-------- INFORMAZIONI FORNITE
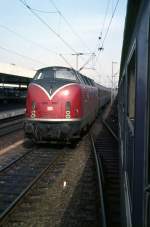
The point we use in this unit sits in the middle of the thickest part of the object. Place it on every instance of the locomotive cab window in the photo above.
(44, 74)
(131, 87)
(65, 74)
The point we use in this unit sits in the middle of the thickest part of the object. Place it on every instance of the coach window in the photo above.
(131, 87)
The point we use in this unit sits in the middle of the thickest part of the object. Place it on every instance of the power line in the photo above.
(113, 14)
(69, 25)
(28, 40)
(65, 60)
(106, 12)
(101, 48)
(47, 25)
(43, 11)
(21, 55)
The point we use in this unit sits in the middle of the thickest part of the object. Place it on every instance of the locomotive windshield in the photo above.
(52, 74)
(65, 74)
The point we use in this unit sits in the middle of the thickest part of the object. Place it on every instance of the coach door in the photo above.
(147, 156)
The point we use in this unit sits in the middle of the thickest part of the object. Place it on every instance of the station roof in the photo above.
(12, 74)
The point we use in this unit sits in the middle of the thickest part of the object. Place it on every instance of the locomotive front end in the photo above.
(54, 105)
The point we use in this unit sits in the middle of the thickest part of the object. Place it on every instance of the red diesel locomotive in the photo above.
(60, 103)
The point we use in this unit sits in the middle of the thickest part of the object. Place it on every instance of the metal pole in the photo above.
(112, 88)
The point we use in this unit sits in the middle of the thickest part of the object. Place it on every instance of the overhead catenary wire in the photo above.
(105, 16)
(113, 14)
(47, 25)
(69, 25)
(105, 36)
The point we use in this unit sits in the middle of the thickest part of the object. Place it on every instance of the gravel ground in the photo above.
(10, 139)
(64, 198)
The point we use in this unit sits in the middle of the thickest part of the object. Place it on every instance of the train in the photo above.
(61, 103)
(134, 116)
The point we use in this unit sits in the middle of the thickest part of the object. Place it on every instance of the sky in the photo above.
(67, 28)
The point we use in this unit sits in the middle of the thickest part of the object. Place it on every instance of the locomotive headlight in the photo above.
(33, 110)
(66, 93)
(76, 111)
(33, 105)
(68, 110)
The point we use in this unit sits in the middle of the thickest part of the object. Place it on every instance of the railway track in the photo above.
(10, 125)
(17, 178)
(107, 159)
(69, 186)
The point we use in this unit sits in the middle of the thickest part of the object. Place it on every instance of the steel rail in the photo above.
(100, 183)
(14, 162)
(10, 208)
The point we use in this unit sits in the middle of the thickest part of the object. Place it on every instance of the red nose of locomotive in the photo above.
(60, 103)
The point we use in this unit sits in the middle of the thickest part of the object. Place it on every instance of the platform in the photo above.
(11, 113)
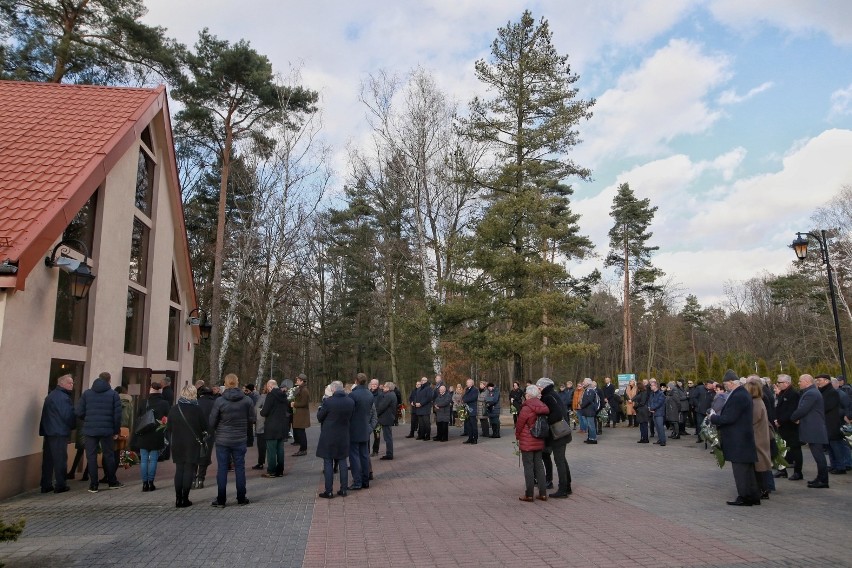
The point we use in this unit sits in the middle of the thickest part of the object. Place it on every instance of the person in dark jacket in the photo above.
(516, 400)
(443, 413)
(205, 403)
(359, 433)
(657, 408)
(334, 416)
(492, 408)
(57, 421)
(386, 405)
(229, 419)
(470, 398)
(736, 433)
(275, 428)
(589, 405)
(786, 402)
(100, 409)
(531, 447)
(557, 411)
(423, 410)
(151, 443)
(187, 429)
(810, 414)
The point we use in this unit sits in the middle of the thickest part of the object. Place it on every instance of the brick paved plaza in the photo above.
(448, 504)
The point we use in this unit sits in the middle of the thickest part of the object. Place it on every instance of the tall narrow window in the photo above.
(139, 252)
(134, 323)
(144, 182)
(71, 317)
(82, 226)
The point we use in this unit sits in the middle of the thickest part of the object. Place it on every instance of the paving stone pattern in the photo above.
(448, 504)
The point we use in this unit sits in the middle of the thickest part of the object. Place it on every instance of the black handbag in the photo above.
(147, 422)
(560, 430)
(540, 429)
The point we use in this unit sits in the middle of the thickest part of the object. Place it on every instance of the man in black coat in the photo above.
(276, 425)
(334, 416)
(786, 402)
(100, 410)
(359, 433)
(736, 434)
(57, 421)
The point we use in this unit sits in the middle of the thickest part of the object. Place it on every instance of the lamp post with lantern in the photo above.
(800, 247)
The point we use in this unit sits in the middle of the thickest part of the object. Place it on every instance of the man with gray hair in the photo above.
(334, 416)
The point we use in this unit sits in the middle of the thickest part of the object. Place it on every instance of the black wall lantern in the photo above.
(81, 275)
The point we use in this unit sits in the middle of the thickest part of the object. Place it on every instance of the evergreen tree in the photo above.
(631, 256)
(522, 301)
(230, 95)
(84, 41)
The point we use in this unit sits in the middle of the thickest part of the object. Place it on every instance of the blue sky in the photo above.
(733, 116)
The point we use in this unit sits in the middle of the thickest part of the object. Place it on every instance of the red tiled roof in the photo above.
(57, 142)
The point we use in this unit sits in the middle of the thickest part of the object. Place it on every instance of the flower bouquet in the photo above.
(128, 458)
(710, 434)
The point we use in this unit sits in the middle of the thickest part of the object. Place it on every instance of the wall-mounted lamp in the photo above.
(203, 326)
(81, 275)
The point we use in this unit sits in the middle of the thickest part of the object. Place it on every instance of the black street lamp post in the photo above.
(800, 246)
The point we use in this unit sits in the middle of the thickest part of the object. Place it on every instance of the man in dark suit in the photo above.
(334, 417)
(359, 433)
(736, 434)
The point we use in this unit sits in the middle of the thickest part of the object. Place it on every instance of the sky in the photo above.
(734, 117)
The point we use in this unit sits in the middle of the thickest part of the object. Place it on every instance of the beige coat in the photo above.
(629, 393)
(760, 423)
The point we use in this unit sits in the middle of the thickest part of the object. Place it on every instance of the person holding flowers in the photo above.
(152, 442)
(187, 429)
(531, 447)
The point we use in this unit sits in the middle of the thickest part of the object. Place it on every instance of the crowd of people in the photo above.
(354, 420)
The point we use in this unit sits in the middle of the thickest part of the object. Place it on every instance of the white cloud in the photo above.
(831, 17)
(841, 102)
(663, 98)
(731, 97)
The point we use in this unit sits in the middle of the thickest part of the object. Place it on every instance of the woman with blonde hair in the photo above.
(187, 429)
(760, 423)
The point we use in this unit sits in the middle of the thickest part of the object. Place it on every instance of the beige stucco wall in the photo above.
(27, 317)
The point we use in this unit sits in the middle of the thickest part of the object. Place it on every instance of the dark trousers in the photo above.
(387, 433)
(483, 424)
(108, 457)
(533, 473)
(261, 448)
(746, 480)
(818, 453)
(443, 432)
(472, 430)
(224, 454)
(376, 441)
(556, 450)
(359, 461)
(328, 473)
(54, 460)
(184, 472)
(424, 429)
(300, 437)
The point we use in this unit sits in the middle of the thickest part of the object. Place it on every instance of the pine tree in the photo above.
(631, 256)
(522, 302)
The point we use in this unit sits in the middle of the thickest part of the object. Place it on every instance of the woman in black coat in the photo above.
(151, 443)
(188, 429)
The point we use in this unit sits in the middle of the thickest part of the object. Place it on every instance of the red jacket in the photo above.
(526, 418)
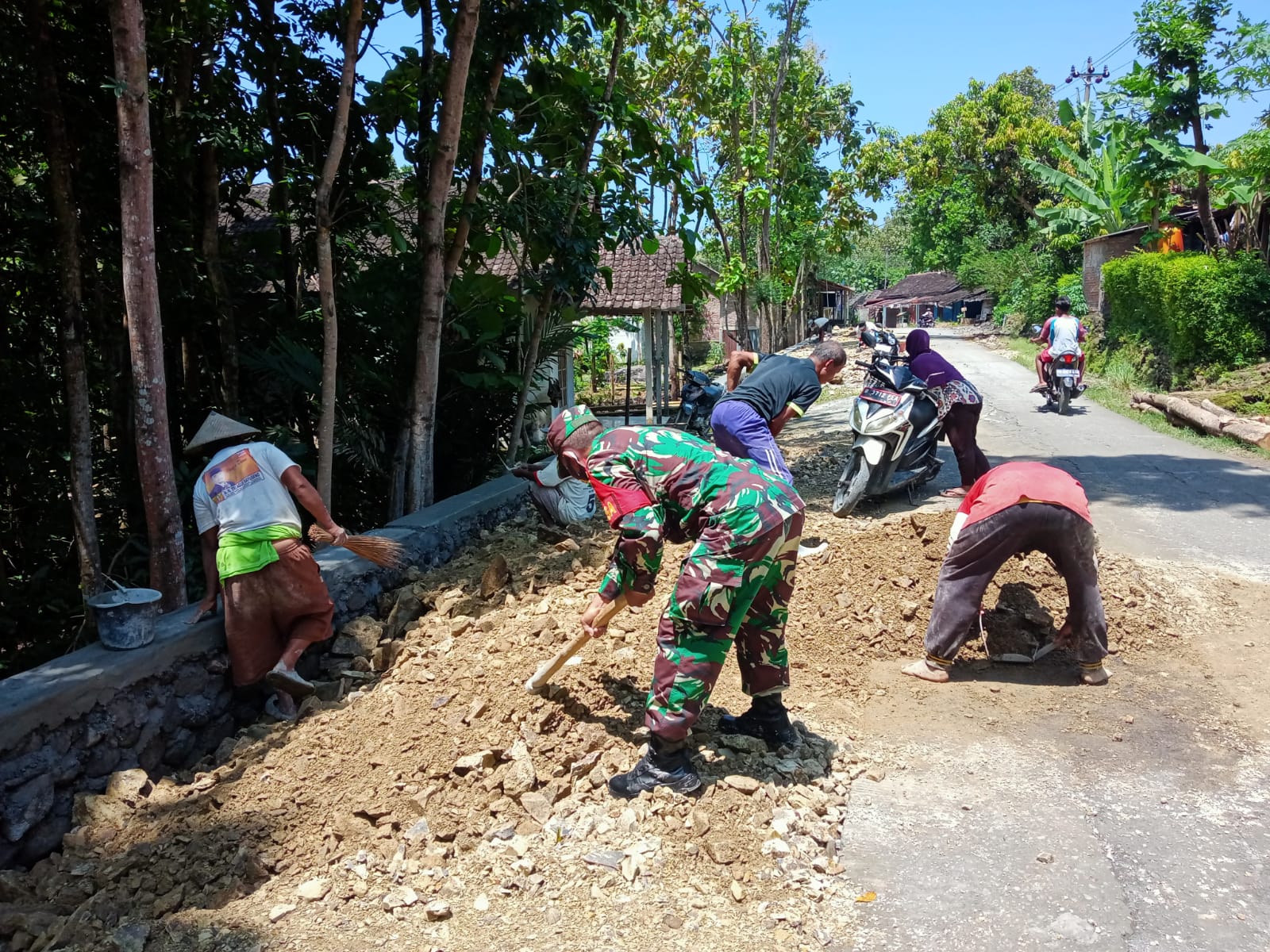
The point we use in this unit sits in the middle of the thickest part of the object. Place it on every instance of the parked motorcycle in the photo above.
(1062, 380)
(696, 404)
(897, 428)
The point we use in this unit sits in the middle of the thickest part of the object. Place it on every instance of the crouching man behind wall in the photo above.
(276, 602)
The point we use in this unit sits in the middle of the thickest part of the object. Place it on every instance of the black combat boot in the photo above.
(766, 720)
(666, 765)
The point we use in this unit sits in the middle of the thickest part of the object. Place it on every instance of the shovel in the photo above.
(548, 670)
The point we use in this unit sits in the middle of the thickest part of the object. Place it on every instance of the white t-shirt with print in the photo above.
(577, 499)
(241, 490)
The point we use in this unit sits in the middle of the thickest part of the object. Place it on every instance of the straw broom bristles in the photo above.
(374, 549)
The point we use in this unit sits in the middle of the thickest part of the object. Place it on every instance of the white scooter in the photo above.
(897, 425)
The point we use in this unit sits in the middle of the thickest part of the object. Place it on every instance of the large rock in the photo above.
(406, 611)
(366, 631)
(520, 777)
(497, 575)
(537, 805)
(129, 786)
(25, 806)
(99, 810)
(21, 770)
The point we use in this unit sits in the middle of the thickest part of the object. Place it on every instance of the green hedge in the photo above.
(1191, 310)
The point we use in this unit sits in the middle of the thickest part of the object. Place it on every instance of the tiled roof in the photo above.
(639, 279)
(918, 287)
(926, 289)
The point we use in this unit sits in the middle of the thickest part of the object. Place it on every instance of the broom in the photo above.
(374, 549)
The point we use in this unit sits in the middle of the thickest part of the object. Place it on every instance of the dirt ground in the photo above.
(438, 805)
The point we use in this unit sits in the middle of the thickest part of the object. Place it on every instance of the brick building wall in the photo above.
(1099, 251)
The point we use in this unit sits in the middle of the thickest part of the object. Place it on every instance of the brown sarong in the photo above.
(267, 608)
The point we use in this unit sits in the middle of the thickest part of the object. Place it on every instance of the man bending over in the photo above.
(1014, 509)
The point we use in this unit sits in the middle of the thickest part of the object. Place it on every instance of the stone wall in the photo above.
(1099, 251)
(67, 725)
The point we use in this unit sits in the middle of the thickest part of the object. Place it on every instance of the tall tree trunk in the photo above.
(210, 183)
(211, 243)
(141, 298)
(765, 234)
(1203, 200)
(70, 329)
(325, 263)
(544, 310)
(474, 175)
(279, 190)
(441, 171)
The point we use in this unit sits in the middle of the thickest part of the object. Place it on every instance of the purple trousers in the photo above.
(742, 432)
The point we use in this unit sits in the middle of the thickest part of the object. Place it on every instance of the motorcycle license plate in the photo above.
(879, 397)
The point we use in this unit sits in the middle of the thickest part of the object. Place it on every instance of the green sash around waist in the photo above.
(241, 552)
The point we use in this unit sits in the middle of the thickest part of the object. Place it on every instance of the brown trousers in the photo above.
(267, 608)
(983, 547)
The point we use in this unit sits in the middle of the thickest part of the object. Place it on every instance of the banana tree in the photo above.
(1103, 190)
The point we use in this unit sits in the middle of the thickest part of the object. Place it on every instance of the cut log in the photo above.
(1214, 422)
(1225, 416)
(1250, 432)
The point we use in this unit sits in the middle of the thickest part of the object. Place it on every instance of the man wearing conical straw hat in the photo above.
(276, 603)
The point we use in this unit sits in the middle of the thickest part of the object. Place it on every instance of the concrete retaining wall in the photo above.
(67, 725)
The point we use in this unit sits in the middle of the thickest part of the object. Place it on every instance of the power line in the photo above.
(1117, 48)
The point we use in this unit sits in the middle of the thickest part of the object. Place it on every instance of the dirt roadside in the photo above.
(440, 806)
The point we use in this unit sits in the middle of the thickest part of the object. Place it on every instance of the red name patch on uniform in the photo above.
(618, 501)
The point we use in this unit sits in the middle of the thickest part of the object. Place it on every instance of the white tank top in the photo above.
(1066, 336)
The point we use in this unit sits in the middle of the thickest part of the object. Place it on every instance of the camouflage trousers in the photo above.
(729, 590)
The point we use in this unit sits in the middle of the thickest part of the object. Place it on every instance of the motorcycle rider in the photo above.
(1062, 334)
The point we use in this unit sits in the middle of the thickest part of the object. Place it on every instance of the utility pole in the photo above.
(1089, 75)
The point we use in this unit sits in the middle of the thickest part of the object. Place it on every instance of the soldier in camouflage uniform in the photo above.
(658, 484)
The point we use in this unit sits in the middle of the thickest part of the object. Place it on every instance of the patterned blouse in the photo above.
(956, 391)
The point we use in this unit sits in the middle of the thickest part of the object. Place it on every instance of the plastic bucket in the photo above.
(126, 619)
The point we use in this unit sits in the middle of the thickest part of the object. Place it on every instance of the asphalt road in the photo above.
(1151, 495)
(1022, 812)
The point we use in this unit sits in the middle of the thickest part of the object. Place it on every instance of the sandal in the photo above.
(271, 708)
(289, 681)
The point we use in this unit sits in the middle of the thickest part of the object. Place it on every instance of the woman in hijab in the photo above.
(959, 405)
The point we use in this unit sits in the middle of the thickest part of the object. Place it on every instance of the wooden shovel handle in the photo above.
(548, 670)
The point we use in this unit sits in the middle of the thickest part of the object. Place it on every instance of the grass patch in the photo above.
(1111, 390)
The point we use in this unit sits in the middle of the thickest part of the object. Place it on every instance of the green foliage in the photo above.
(1191, 310)
(1072, 287)
(1103, 192)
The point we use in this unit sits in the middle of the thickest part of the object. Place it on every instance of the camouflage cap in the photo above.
(568, 423)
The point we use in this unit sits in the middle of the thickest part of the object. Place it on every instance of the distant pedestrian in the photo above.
(1015, 509)
(276, 602)
(959, 405)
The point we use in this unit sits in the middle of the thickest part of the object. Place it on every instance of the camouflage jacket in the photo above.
(656, 482)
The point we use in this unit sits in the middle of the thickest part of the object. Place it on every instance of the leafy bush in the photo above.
(1189, 310)
(1072, 287)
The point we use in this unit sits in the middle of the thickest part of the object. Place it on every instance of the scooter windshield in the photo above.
(899, 378)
----------------
## ISTRUZIONI DEL COMPITO
Riscrivi senza alcuna modifica le righe dei record, dalla riga che contiene "foliage in the photo above." fino alla fine dei record, estremi inclusi.

## RISULTATO DELL'ESERCIZIO
The point we use in this unit sits in the middle of the thickest part of the object. Place it on every instance of the green foliage in the photo above.
(1191, 310)
(1072, 287)
(1103, 192)
The point we use in this unit sits in the middle of the thickest part of the object. Place it on every instance of the camouflage cap in the photo above.
(568, 423)
The point we use in this unit sits in the middle of the thickest part of the object. Place it on every instance of the distant pedestrian in the photo above.
(1015, 509)
(276, 602)
(959, 405)
The point we use in this unit sits in the middle of the thickest part of the object. Place it on every instance of the camouflage jacket in the photo above.
(656, 482)
The point we use in this unit sits in the middle of the thickest part of the object. Place it on every instance of the leafy bush in the photo above.
(1189, 310)
(1072, 287)
The point we use in this unit sits in the middle of the thickest part of the object. Place it on every instance of the scooter windshield in the photo above.
(899, 378)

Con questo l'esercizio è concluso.